- **TO DO**
Copy the entries verbatim, starting at the line with "Where can you find the grooming scissors" and continuing through the end of the entries, including both of those lines. Omit the pictures from your reply.

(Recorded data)

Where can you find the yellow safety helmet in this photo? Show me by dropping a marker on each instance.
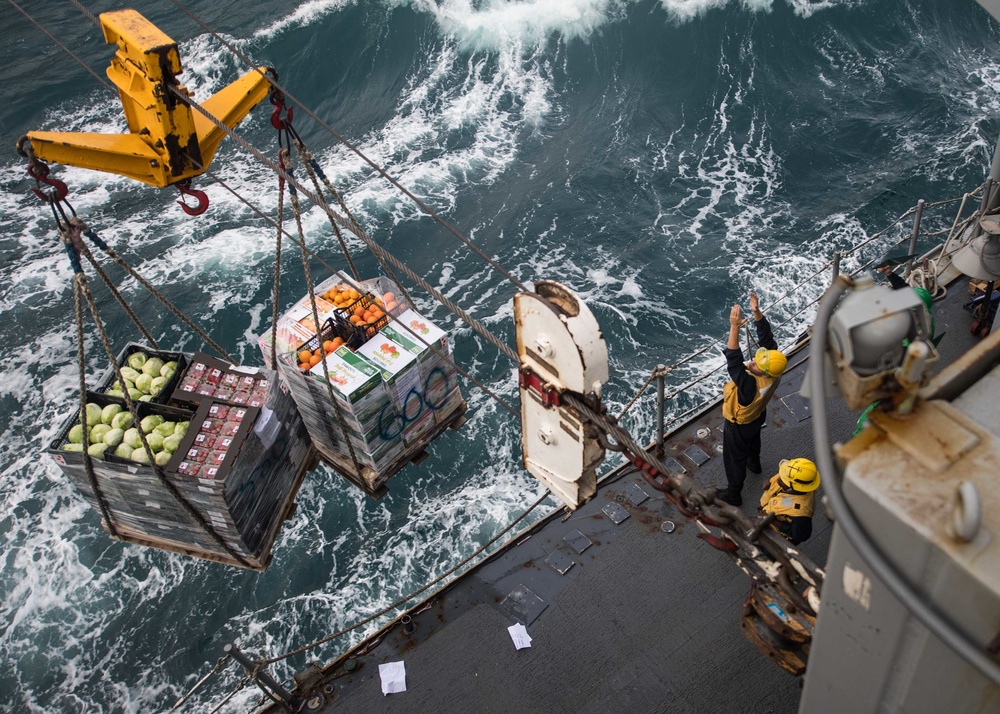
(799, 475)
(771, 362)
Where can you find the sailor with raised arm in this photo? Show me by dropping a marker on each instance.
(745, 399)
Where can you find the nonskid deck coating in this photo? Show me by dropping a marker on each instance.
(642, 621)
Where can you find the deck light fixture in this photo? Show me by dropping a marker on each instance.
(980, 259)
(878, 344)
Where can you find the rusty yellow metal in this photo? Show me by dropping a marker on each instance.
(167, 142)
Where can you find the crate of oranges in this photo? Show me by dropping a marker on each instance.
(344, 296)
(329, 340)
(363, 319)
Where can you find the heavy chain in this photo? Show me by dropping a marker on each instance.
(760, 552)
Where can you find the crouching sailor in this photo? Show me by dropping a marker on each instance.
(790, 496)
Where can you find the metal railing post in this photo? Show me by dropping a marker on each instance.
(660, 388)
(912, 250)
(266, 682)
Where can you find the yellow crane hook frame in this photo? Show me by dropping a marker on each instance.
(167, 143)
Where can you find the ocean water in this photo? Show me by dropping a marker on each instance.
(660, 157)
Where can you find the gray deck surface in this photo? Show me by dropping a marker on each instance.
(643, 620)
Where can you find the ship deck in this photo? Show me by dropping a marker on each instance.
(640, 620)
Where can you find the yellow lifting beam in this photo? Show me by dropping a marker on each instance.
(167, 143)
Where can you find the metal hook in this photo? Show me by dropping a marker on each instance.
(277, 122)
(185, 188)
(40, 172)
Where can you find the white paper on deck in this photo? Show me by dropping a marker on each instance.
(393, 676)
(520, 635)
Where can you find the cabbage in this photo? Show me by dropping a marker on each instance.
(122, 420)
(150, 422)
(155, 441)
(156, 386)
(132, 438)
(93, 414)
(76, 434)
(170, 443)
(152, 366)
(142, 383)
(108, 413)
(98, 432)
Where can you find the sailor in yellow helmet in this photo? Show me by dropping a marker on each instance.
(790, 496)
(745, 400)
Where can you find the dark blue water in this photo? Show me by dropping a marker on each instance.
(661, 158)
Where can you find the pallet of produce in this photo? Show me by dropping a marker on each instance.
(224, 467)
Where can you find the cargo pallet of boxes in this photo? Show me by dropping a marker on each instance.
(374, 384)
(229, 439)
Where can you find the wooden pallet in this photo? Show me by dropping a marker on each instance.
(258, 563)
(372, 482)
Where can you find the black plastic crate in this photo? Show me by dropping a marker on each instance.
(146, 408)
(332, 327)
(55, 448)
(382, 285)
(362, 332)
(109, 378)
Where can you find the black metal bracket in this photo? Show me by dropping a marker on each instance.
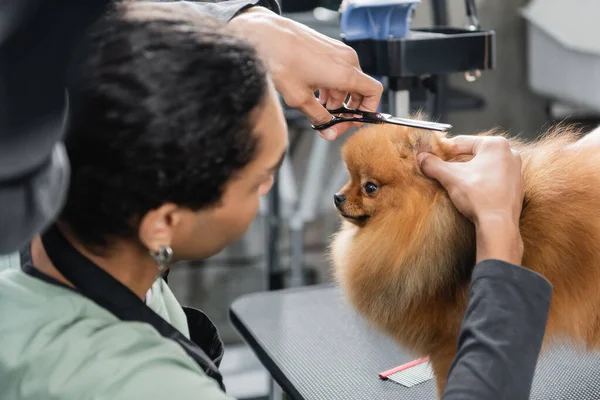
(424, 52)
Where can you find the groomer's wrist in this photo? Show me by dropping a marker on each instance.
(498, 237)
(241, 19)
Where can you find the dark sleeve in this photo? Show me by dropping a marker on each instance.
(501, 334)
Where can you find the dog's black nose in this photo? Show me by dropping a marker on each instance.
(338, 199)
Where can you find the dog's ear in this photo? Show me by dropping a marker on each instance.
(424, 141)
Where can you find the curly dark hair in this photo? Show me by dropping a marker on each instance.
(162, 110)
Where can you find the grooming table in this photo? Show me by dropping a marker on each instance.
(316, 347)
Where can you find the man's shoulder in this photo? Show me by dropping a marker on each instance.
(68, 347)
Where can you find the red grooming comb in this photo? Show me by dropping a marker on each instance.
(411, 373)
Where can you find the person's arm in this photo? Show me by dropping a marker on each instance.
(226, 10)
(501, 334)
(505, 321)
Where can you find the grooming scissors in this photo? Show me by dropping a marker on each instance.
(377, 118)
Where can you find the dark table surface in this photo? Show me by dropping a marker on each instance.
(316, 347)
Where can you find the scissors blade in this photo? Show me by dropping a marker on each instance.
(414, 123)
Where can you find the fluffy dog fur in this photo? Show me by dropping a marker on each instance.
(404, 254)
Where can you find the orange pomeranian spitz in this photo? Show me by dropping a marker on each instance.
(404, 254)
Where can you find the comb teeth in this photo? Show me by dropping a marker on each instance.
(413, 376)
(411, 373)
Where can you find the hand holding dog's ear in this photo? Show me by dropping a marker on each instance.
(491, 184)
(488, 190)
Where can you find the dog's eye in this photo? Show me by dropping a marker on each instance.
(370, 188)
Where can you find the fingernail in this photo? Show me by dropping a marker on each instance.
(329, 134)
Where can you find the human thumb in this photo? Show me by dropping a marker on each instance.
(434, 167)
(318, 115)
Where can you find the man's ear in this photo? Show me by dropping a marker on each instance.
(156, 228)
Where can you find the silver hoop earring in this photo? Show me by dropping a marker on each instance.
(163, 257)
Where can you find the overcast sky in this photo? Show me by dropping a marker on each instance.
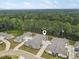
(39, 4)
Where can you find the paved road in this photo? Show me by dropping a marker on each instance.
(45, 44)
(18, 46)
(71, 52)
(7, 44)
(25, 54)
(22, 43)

- **RESULT OF THE TASK**
Where can you find the grooming scissors in this photo? Show me by dropping a marker on each instance.
(377, 118)
Where can you find the dark table surface in this photo? Show me by dropping a marker on each instance.
(316, 347)
Where can you find the scissors blade in this photo? Show me by dropping a marker on each instance.
(414, 123)
Where can you find the fluffy dog fur in this photo? Show me by dropping a marker on each instance.
(404, 254)
Where can you find the orange pomeranian spitz in this photo? Show me by dropping a marker on each instance.
(404, 254)
Where can you find the comb teeth in this photo? Show me by dropping a marker on each instance.
(413, 376)
(411, 373)
Where can you find the hand holding dog's ear in this photo? Show me by dropping a marker on each instance.
(491, 184)
(488, 190)
Where can you find the dog's eye in this photo? Show me by dropping a marker on each instance.
(370, 188)
Where can you find the fingernail in this photo? Show me by dropping a marker on each instance.
(329, 134)
Where can you find the human thumb in this photo? Show me by dropping a marker on each instance.
(434, 167)
(318, 115)
Where can you find the man's ear in this photo? Show me by dropping a marker on each instance.
(156, 228)
Where can you find the silver hoop earring in this photo? Show me by dropping a marker on each instance.
(163, 257)
Where can you find the overcast sky in this photo? Show me by dropping a marker on each instance.
(39, 4)
Where can you find the paved road in this photo? Show me by dropping a marker on each instance.
(45, 44)
(18, 46)
(71, 52)
(7, 44)
(25, 54)
(22, 43)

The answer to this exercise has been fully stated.